-------- Record set --------
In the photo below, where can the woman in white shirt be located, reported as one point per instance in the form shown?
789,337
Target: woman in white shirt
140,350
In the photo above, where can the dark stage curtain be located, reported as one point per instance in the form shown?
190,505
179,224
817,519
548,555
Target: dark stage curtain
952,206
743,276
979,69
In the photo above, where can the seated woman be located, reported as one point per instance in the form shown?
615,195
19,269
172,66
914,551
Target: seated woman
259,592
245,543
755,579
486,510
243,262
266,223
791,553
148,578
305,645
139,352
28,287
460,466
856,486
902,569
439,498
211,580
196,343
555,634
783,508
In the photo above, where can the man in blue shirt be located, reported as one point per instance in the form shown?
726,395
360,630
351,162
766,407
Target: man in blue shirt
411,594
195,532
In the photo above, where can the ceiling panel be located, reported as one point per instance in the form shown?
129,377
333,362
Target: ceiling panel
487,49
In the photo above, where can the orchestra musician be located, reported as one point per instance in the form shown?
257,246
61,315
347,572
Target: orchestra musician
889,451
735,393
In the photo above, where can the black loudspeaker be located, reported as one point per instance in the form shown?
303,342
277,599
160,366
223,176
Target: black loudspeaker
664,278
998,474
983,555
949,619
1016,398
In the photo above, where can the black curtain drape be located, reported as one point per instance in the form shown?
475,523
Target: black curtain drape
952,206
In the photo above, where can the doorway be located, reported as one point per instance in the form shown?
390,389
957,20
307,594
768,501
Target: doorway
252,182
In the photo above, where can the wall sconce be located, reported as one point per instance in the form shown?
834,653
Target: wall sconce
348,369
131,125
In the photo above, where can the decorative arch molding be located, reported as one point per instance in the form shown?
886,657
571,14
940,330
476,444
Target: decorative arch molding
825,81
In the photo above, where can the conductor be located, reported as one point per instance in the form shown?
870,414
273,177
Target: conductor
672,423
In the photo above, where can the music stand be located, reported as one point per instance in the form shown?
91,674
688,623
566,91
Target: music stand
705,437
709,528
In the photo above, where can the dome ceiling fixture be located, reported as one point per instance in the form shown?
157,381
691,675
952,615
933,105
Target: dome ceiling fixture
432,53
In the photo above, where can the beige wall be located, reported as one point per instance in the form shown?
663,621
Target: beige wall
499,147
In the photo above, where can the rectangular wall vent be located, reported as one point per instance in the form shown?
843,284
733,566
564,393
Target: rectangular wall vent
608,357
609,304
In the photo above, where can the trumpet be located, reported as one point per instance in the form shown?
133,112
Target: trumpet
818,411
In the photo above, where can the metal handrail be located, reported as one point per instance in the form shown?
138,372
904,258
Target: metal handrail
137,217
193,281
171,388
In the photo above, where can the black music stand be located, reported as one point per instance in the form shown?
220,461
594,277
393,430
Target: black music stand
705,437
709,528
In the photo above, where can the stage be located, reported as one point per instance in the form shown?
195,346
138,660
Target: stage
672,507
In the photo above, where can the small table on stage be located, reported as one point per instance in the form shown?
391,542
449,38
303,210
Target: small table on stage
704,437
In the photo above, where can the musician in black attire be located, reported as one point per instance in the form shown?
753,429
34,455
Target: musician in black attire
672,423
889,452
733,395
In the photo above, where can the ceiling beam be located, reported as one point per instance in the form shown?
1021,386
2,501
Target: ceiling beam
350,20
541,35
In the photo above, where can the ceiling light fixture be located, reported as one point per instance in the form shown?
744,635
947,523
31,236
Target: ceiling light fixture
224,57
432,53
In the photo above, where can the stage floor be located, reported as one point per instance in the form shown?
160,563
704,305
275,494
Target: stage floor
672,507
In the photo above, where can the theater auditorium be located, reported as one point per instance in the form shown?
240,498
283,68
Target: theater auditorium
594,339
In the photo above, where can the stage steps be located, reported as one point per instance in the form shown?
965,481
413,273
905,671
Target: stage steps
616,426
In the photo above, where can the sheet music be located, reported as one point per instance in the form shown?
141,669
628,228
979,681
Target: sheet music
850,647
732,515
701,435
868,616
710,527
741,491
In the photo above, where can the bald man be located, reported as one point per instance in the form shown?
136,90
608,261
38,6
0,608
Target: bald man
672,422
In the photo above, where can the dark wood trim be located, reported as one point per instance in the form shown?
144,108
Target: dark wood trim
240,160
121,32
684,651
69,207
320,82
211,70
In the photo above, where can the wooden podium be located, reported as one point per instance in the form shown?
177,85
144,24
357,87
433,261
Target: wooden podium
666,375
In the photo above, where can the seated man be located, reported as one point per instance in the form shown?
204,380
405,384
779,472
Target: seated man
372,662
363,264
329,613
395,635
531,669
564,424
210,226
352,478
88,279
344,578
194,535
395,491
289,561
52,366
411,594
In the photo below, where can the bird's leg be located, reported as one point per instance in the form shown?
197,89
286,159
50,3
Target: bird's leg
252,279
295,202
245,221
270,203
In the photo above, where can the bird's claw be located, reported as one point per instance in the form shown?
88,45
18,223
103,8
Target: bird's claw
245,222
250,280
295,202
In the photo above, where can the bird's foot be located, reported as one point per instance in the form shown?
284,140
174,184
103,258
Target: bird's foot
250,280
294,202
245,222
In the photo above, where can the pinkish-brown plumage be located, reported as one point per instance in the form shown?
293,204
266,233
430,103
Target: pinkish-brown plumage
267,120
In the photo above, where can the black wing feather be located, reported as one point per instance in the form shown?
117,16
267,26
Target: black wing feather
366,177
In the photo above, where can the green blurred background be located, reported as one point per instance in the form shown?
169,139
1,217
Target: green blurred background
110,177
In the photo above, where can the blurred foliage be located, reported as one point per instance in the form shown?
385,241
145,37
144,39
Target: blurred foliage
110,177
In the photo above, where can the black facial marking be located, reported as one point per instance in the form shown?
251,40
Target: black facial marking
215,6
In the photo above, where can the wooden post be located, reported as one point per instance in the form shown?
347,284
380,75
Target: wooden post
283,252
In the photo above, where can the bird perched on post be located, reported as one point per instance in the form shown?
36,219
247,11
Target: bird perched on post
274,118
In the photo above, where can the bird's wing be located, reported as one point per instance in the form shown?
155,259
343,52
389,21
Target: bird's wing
--------
-------- Record set --------
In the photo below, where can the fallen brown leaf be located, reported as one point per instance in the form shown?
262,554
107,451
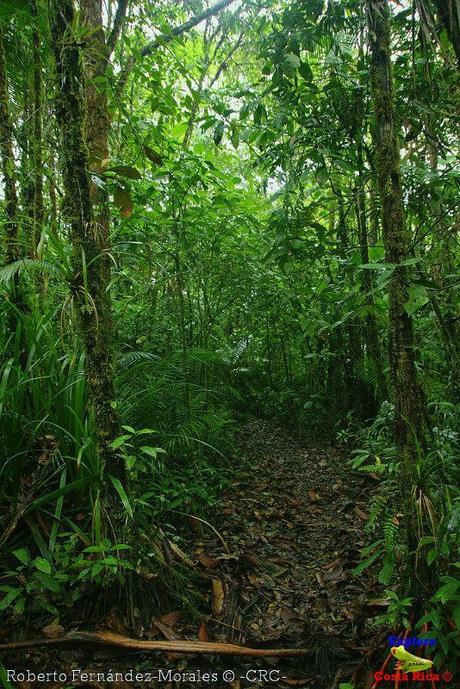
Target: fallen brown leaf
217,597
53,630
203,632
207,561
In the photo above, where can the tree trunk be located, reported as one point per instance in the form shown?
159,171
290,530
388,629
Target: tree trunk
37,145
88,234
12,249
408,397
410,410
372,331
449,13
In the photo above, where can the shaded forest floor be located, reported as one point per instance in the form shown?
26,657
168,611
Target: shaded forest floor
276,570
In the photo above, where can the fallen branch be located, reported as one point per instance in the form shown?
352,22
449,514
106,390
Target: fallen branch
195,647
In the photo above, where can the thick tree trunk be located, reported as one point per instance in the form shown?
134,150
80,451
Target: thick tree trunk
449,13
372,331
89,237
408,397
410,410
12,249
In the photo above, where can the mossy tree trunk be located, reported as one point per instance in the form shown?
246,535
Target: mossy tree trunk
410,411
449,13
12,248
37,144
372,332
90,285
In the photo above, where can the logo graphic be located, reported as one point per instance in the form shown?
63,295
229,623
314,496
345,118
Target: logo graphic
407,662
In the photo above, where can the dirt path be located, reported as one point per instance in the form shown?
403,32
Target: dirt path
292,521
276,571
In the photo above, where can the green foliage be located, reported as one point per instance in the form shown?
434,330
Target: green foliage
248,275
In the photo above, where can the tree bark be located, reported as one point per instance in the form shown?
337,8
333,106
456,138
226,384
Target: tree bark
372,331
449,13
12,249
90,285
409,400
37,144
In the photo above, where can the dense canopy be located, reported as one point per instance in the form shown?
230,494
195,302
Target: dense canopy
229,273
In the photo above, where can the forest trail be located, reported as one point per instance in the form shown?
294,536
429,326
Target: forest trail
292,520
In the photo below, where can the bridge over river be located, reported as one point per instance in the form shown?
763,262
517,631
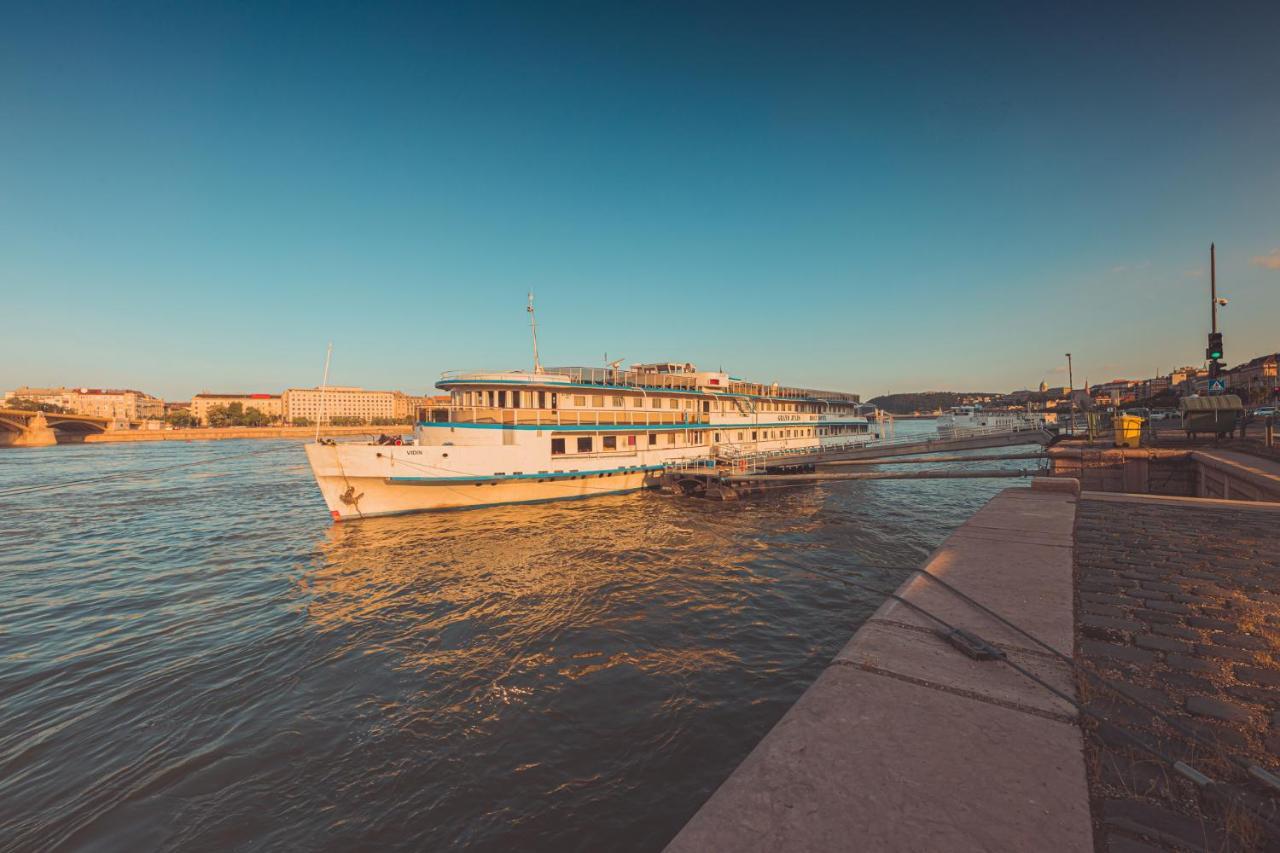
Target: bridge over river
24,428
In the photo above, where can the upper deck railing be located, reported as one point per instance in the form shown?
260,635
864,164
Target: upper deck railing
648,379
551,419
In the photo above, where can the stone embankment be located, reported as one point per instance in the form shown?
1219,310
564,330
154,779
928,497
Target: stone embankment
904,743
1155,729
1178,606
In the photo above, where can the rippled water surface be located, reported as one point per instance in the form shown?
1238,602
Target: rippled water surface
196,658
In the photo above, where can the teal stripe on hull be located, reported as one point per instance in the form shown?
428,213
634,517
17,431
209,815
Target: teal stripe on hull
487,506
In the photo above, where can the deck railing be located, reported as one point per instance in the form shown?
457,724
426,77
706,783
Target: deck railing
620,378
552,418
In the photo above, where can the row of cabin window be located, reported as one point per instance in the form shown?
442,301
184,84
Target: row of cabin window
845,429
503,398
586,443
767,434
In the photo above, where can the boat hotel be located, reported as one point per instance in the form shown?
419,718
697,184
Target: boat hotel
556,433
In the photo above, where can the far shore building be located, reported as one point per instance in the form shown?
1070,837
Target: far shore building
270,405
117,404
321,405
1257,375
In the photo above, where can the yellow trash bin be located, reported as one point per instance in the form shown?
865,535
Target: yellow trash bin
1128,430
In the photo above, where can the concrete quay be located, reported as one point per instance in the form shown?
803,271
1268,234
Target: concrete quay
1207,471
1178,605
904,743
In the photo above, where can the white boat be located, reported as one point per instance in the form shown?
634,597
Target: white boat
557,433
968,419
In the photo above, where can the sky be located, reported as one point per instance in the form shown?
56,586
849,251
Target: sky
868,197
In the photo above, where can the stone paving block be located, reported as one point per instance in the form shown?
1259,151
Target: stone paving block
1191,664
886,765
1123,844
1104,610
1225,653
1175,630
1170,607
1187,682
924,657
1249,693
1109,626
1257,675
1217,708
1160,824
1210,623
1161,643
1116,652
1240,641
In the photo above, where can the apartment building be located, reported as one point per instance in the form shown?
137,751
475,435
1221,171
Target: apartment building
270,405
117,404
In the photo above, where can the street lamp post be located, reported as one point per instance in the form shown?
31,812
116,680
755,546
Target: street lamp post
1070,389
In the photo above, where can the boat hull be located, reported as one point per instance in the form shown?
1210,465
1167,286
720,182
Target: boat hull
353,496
--------
## Task
Recast the stretch from the line containing "In the photo above, where can the blurred" through the line containing "Target: bird's wing" as a JSON list of strings, one string per line and no blank lines.

## Written solution
[
  "In the photo above, where can the blurred foliage be located, reported as one point per instance in the form shown?",
  "385,241",
  "145,37",
  "144,39",
  "Target: blurred foliage",
  "110,177",
  "In the photo above, where can the black facial marking be located, reported as one point per instance in the form shown?",
  "251,40",
  "Target: black facial marking",
  "215,6",
  "In the photo above, where can the wooden post be located, reported as one point per instance in the form shown?",
  "347,284",
  "380,75",
  "Target: wooden post",
  "283,252",
  "In the photo above, where can the bird perched on post be located, reported as one point per instance in the form shown?",
  "36,219",
  "247,11",
  "Target: bird perched on post",
  "274,118",
  "In the photo above, where can the bird's wing be located, reported as one point per instance in the form shown?",
  "155,259",
  "343,52",
  "389,21",
  "Target: bird's wing"
]